* _Given problem_
Put the items below into a numbered list, leaving out any blank lines.

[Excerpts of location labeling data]
──────

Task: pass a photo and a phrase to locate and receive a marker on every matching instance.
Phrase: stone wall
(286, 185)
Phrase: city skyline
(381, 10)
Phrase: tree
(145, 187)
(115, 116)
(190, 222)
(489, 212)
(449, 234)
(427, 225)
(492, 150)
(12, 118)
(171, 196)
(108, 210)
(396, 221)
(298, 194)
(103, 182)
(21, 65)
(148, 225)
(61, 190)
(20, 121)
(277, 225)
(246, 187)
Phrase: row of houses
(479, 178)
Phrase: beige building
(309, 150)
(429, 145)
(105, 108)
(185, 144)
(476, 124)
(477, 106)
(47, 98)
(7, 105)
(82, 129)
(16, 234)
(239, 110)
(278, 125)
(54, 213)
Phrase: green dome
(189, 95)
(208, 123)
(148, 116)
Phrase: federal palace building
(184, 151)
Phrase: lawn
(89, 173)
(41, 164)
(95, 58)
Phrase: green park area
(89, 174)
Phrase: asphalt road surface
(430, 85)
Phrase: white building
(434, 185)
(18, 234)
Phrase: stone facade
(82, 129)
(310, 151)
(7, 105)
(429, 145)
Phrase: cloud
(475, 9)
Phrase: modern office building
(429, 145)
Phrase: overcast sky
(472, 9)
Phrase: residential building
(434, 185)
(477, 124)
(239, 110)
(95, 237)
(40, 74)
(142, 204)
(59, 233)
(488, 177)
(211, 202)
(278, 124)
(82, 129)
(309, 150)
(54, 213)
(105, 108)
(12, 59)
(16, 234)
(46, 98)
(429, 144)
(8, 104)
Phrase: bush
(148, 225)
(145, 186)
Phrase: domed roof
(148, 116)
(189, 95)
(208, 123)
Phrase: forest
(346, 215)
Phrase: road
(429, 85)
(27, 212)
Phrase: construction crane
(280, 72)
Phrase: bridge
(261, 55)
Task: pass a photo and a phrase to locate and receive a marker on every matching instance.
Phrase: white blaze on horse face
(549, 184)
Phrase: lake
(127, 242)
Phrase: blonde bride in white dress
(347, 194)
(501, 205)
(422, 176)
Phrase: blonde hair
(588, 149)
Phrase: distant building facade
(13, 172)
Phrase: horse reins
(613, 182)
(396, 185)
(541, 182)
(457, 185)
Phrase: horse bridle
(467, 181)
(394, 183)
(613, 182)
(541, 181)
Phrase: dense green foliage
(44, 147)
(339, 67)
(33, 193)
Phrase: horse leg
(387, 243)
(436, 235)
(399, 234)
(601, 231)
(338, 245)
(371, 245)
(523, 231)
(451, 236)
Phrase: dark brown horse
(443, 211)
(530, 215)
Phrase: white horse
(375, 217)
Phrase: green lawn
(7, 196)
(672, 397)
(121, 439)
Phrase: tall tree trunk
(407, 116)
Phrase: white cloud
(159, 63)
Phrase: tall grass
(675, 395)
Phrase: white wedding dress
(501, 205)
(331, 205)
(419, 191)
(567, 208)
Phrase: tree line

──────

* _Output for this task_
1. Task: pass a photo and a phrase to locate and receive a marker on every matching instance.
2. Phrase: stone wall
3. (286, 185)
4. Phrase: city skyline
5. (381, 10)
6. Phrase: tree
7. (145, 187)
8. (115, 116)
9. (190, 222)
10. (489, 212)
11. (449, 234)
12. (427, 225)
13. (492, 150)
14. (12, 118)
15. (171, 196)
16. (108, 210)
17. (396, 221)
18. (298, 194)
19. (103, 182)
20. (21, 65)
21. (148, 225)
22. (61, 190)
23. (20, 121)
24. (277, 225)
25. (246, 187)
26. Phrase: row of houses
27. (479, 178)
28. Phrase: beige building
29. (309, 150)
30. (429, 145)
31. (105, 108)
32. (185, 144)
33. (476, 124)
34. (477, 106)
35. (47, 98)
36. (7, 105)
37. (82, 129)
38. (16, 234)
39. (239, 110)
40. (278, 125)
41. (54, 213)
42. Phrase: green dome
43. (189, 95)
44. (208, 123)
45. (148, 116)
46. Phrase: federal palace building
47. (184, 151)
48. Phrase: lawn
49. (89, 173)
50. (41, 164)
51. (95, 58)
52. Phrase: green park area
53. (89, 174)
54. Phrase: asphalt road surface
55. (430, 85)
56. Phrase: white building
57. (434, 185)
58. (18, 234)
59. Phrase: stone facade
60. (82, 129)
61. (310, 151)
62. (7, 105)
63. (429, 145)
64. Phrase: cloud
65. (475, 9)
66. Phrase: modern office building
67. (429, 145)
68. Phrase: overcast sky
69. (472, 9)
70. Phrase: residential building
71. (434, 185)
72. (477, 124)
73. (239, 110)
74. (95, 237)
75. (40, 74)
76. (142, 204)
77. (59, 233)
78. (488, 177)
79. (211, 202)
80. (278, 124)
81. (82, 129)
82. (309, 150)
83. (54, 213)
84. (105, 108)
85. (12, 59)
86. (16, 234)
87. (46, 98)
88. (429, 144)
89. (8, 104)
90. Phrase: bush
91. (148, 225)
92. (145, 186)
93. Phrase: domed roof
94. (148, 116)
95. (189, 95)
96. (208, 123)
97. Phrase: forest
98. (346, 215)
99. Phrase: road
100. (429, 85)
101. (27, 212)
102. Phrase: construction crane
103. (280, 72)
104. Phrase: bridge
105. (261, 55)
106. Task: pass a photo and a phrase to locate and receive a marker on every matching instance.
107. Phrase: white blaze on horse face
108. (549, 184)
109. Phrase: lake
110. (127, 242)
111. Phrase: blonde bride in white dress
112. (347, 194)
113. (501, 205)
114. (422, 176)
115. Phrase: blonde hair
116. (588, 149)
117. Phrase: distant building facade
118. (13, 172)
119. Phrase: horse reins
120. (613, 182)
121. (396, 185)
122. (541, 182)
123. (457, 185)
124. Phrase: horse bridle
125. (467, 181)
126. (394, 183)
127. (613, 182)
128. (541, 181)
129. Phrase: dense green foliage
130. (44, 147)
131. (339, 67)
132. (33, 193)
133. Phrase: horse leg
134. (387, 243)
135. (436, 235)
136. (399, 234)
137. (601, 231)
138. (338, 245)
139. (371, 245)
140. (523, 231)
141. (451, 236)
142. Phrase: dark brown horse
143. (443, 211)
144. (530, 215)
145. Phrase: white horse
146. (375, 217)
147. Phrase: green lawn
148. (7, 196)
149. (672, 397)
150. (121, 439)
151. Phrase: tall tree trunk
152. (407, 116)
153. Phrase: white cloud
154. (159, 63)
155. Phrase: tall grass
156. (675, 395)
157. Phrase: white wedding dress
158. (501, 205)
159. (331, 205)
160. (419, 191)
161. (567, 208)
162. Phrase: tree line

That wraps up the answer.